Dataset excerpt:
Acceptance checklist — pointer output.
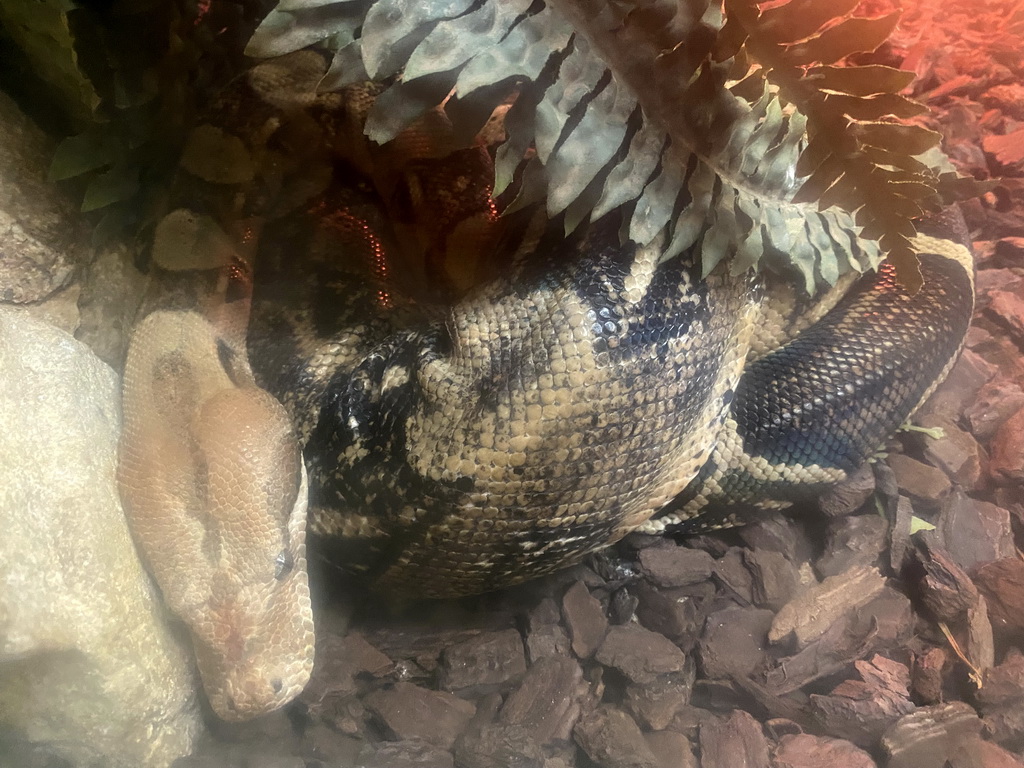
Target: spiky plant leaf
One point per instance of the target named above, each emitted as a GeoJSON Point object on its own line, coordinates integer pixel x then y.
{"type": "Point", "coordinates": [690, 116]}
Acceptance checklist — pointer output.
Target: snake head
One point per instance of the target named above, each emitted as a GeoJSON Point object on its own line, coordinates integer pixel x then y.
{"type": "Point", "coordinates": [254, 637]}
{"type": "Point", "coordinates": [215, 489]}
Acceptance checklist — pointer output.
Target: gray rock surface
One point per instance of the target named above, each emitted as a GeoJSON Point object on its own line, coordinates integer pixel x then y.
{"type": "Point", "coordinates": [41, 235]}
{"type": "Point", "coordinates": [87, 664]}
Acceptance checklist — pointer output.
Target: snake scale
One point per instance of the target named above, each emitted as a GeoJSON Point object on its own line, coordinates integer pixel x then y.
{"type": "Point", "coordinates": [586, 389]}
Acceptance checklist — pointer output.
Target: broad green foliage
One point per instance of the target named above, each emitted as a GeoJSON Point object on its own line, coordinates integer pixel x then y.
{"type": "Point", "coordinates": [719, 124]}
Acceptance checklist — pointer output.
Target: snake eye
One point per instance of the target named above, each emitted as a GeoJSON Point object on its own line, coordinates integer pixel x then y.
{"type": "Point", "coordinates": [283, 565]}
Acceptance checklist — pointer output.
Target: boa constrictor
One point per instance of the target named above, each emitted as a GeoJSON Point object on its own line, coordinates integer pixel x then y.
{"type": "Point", "coordinates": [585, 391]}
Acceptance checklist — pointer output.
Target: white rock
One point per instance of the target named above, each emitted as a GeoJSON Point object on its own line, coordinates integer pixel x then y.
{"type": "Point", "coordinates": [87, 658]}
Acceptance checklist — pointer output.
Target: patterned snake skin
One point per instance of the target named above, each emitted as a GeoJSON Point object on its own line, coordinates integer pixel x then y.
{"type": "Point", "coordinates": [586, 391]}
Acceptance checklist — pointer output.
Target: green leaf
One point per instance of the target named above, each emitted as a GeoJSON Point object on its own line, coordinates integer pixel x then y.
{"type": "Point", "coordinates": [800, 18]}
{"type": "Point", "coordinates": [121, 182]}
{"type": "Point", "coordinates": [918, 524]}
{"type": "Point", "coordinates": [860, 81]}
{"type": "Point", "coordinates": [851, 36]}
{"type": "Point", "coordinates": [81, 154]}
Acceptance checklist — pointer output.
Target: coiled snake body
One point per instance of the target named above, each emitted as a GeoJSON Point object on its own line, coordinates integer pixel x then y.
{"type": "Point", "coordinates": [587, 391]}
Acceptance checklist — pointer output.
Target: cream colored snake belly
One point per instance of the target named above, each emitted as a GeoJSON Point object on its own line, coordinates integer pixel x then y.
{"type": "Point", "coordinates": [539, 418]}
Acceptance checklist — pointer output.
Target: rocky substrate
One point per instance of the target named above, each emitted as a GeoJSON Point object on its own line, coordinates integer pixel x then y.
{"type": "Point", "coordinates": [885, 628]}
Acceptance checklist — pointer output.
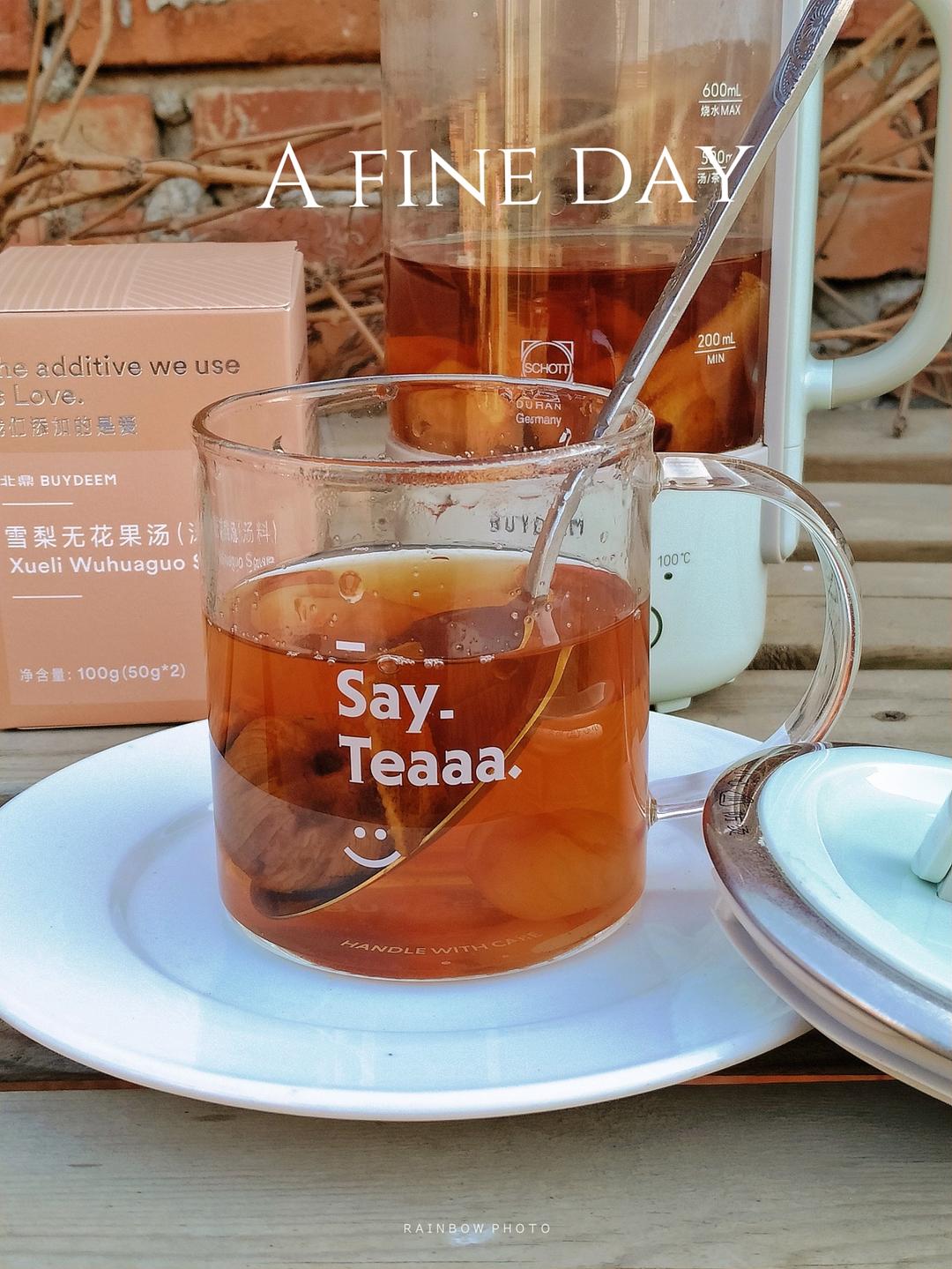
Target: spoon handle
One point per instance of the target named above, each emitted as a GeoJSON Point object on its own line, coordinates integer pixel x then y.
{"type": "Point", "coordinates": [809, 45]}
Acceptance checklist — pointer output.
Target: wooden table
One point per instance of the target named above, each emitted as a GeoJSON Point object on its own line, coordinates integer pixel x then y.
{"type": "Point", "coordinates": [803, 1158]}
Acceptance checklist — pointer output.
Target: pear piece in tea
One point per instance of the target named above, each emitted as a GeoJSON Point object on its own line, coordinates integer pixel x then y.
{"type": "Point", "coordinates": [301, 786]}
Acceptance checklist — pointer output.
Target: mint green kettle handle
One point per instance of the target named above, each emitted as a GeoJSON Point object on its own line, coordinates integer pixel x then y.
{"type": "Point", "coordinates": [867, 375]}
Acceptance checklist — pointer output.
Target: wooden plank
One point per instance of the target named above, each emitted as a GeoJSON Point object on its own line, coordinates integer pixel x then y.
{"type": "Point", "coordinates": [889, 522]}
{"type": "Point", "coordinates": [26, 757]}
{"type": "Point", "coordinates": [861, 445]}
{"type": "Point", "coordinates": [906, 708]}
{"type": "Point", "coordinates": [26, 1065]}
{"type": "Point", "coordinates": [906, 617]}
{"type": "Point", "coordinates": [821, 1176]}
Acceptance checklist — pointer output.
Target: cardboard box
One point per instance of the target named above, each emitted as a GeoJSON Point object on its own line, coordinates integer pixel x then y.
{"type": "Point", "coordinates": [107, 353]}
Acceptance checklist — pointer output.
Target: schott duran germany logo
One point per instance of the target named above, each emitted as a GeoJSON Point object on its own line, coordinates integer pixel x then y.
{"type": "Point", "coordinates": [549, 358]}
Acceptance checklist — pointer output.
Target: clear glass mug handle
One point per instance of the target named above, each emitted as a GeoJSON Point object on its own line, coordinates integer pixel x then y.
{"type": "Point", "coordinates": [839, 651]}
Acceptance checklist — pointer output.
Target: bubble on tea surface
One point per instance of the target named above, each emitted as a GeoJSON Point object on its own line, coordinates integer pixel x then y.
{"type": "Point", "coordinates": [350, 586]}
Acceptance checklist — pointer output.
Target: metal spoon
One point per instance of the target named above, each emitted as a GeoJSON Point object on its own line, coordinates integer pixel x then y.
{"type": "Point", "coordinates": [803, 57]}
{"type": "Point", "coordinates": [813, 38]}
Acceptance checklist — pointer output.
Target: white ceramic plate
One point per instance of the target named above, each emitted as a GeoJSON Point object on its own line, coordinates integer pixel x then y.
{"type": "Point", "coordinates": [903, 1061]}
{"type": "Point", "coordinates": [844, 825]}
{"type": "Point", "coordinates": [115, 951]}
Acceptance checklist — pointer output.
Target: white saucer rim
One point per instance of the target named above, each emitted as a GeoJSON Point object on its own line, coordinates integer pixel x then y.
{"type": "Point", "coordinates": [127, 1064]}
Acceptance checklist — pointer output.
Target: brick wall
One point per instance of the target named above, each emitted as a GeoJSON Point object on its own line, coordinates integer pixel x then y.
{"type": "Point", "coordinates": [187, 75]}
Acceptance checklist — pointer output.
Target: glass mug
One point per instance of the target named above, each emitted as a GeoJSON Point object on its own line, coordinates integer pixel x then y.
{"type": "Point", "coordinates": [417, 773]}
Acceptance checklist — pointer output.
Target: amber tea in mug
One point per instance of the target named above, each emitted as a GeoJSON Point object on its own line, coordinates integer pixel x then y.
{"type": "Point", "coordinates": [417, 772]}
{"type": "Point", "coordinates": [350, 731]}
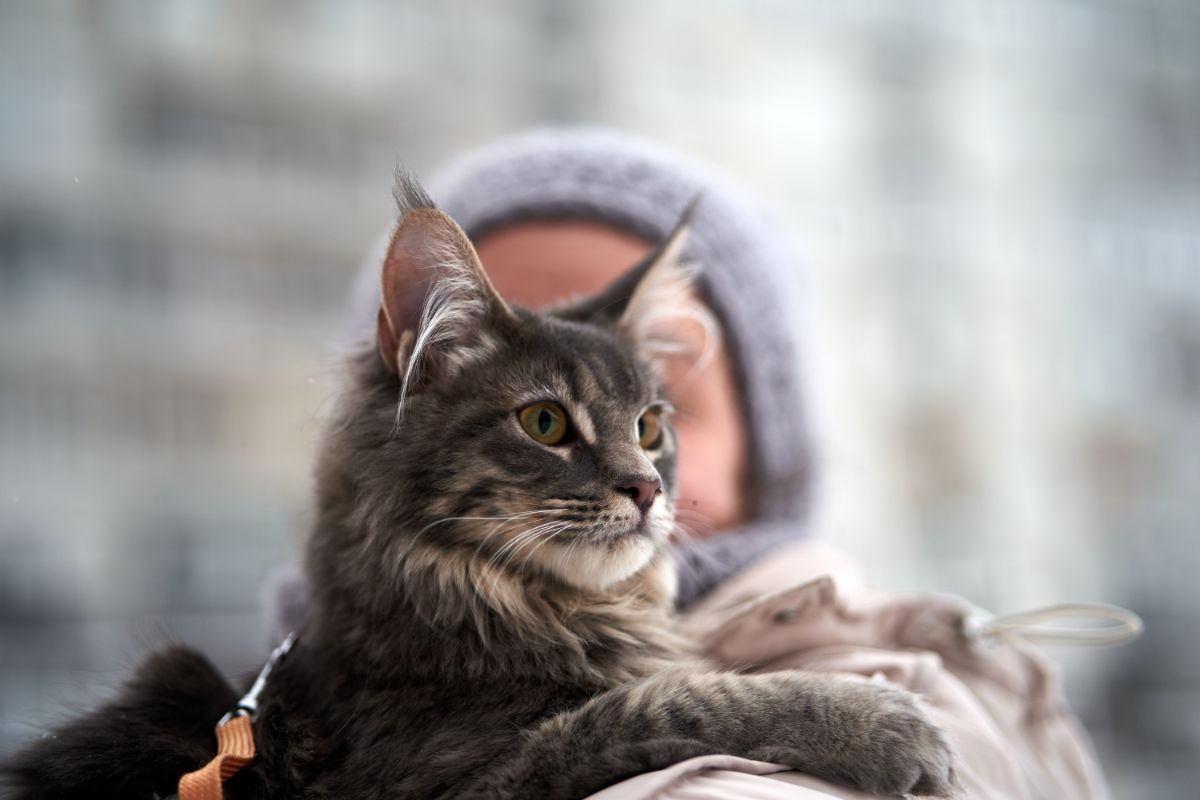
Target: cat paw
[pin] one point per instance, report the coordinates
(895, 749)
(874, 738)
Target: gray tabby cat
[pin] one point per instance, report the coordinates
(491, 593)
(491, 588)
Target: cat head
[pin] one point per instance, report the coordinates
(505, 441)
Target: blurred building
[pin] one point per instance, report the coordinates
(997, 208)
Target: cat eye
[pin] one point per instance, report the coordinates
(649, 429)
(546, 422)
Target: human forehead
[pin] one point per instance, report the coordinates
(538, 264)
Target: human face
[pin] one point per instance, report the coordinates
(538, 264)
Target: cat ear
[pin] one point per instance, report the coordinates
(655, 304)
(437, 304)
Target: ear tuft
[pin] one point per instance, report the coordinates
(655, 305)
(437, 305)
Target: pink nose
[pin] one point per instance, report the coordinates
(641, 491)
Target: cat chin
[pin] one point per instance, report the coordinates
(597, 566)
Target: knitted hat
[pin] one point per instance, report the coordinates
(748, 276)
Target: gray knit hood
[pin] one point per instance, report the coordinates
(748, 276)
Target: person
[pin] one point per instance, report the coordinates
(561, 212)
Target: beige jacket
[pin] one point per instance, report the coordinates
(804, 608)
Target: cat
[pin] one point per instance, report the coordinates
(491, 588)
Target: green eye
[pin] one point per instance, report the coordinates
(649, 431)
(546, 422)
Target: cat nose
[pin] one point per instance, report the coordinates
(641, 489)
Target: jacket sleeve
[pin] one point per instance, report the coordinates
(1000, 703)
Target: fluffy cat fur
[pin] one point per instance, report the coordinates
(491, 615)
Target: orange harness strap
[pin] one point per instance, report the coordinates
(235, 749)
(235, 738)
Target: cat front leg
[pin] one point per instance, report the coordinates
(869, 737)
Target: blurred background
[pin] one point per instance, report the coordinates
(996, 205)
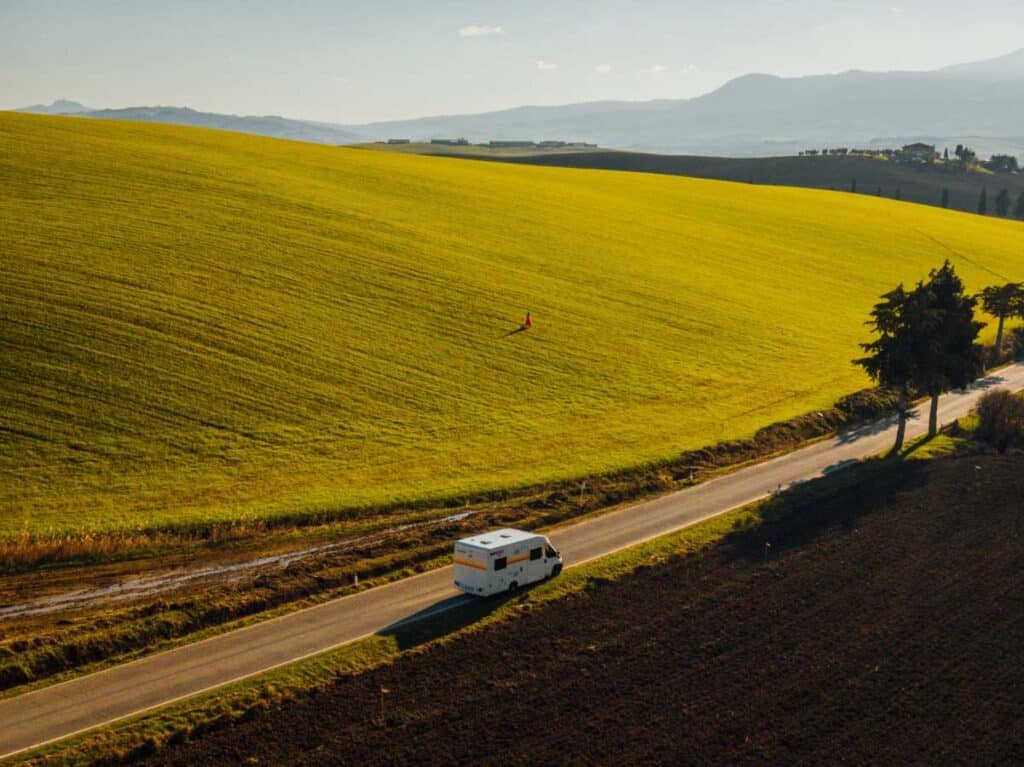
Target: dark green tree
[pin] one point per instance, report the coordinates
(949, 355)
(896, 321)
(1003, 204)
(1001, 301)
(926, 343)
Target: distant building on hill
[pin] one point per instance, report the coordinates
(918, 153)
(512, 144)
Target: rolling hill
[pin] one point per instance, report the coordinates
(201, 326)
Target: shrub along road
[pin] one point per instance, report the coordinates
(56, 712)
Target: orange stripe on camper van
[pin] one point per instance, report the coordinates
(470, 563)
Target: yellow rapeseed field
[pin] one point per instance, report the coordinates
(201, 326)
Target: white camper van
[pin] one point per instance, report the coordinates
(504, 560)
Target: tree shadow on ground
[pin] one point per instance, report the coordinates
(804, 512)
(443, 618)
(876, 427)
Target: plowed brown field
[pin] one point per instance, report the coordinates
(889, 630)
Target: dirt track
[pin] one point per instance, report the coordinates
(895, 635)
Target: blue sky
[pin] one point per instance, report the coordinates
(351, 62)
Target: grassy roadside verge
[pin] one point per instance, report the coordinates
(145, 733)
(42, 653)
(779, 520)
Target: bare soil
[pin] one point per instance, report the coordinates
(922, 184)
(886, 627)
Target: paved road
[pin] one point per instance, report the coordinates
(56, 712)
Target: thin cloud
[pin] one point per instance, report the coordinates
(479, 30)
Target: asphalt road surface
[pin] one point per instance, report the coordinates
(56, 712)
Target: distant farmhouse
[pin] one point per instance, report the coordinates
(918, 154)
(512, 144)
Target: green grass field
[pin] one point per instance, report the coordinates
(201, 326)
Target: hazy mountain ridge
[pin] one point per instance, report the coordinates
(267, 125)
(755, 114)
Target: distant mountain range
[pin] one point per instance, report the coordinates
(278, 127)
(981, 103)
(60, 107)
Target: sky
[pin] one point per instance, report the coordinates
(353, 62)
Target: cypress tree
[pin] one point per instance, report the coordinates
(1003, 204)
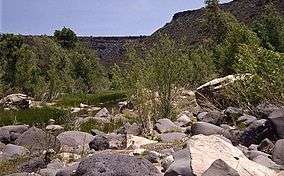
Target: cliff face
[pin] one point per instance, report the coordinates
(110, 49)
(186, 26)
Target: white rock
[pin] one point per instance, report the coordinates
(206, 149)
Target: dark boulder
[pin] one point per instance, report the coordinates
(266, 146)
(100, 142)
(278, 152)
(36, 140)
(213, 117)
(220, 168)
(277, 118)
(256, 132)
(181, 164)
(116, 165)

■ Task requirements
Take the records above from the line with "Target: shrub along road" down to their last line and please copy those lines exactly, without the pictures.

■ Task result
Target: shrub along road
[pin] one point per instance, report the coordinates
(56, 712)
Target: orange stripe on camper van
[pin] one point per instance, report the coordinates
(470, 563)
Target: yellow rapeseed field
[pin] one point per instance, report the coordinates
(201, 326)
Target: white camper van
[pin] one point per instance, report the coordinates
(504, 560)
Target: tree shadow on ground
[pin] one point per instance, report the coordinates
(804, 512)
(443, 618)
(876, 427)
Target: plowed brown field
[pin] one point per instance, report the coordinates
(889, 630)
Target: dirt track
[pin] one point per instance, report the coordinates
(895, 635)
Target: blue sky
[pin] one point per instance, report the coordinates
(351, 62)
Target: grassy roadside verge
[pin] one point per instance, report the coordinates
(145, 733)
(42, 653)
(779, 520)
Target: bare soil
[pin] one point per instance, report the coordinates
(922, 184)
(886, 627)
Target: paved road
[pin] one point per instance, report the coordinates
(56, 712)
Target: thin cloud
[pin] one point per instance, report the coordinates
(479, 30)
Target: asphalt road surface
[pin] one point per instance, report the coordinates
(56, 712)
Target: distant farmhouse
[pin] one point per instance, report the coordinates
(918, 154)
(512, 144)
Target: green grass field
[pin] one point per instance, report the coordinates
(201, 326)
Target: hazy mountain ridge
[pin] one point per instance, report the coordinates
(267, 125)
(755, 114)
Target: distant mountain range
[pin] one point per instance, report the coordinates
(278, 127)
(981, 103)
(60, 107)
Target: sky
[pin] one point per instance, report the coordinates
(353, 62)
Target: cypress tree
[pin] one point per instance, report the coordinates
(1003, 204)
Target: cliff face
[pin] one point per instance, report the coordinates
(110, 49)
(186, 26)
Target: white rock
[pin] one point per instance, report the coordinates
(206, 149)
Target: dark boulder
[pin] one point per instance, report the coordinates
(266, 146)
(100, 142)
(278, 152)
(36, 140)
(213, 117)
(220, 168)
(277, 118)
(256, 132)
(181, 164)
(116, 165)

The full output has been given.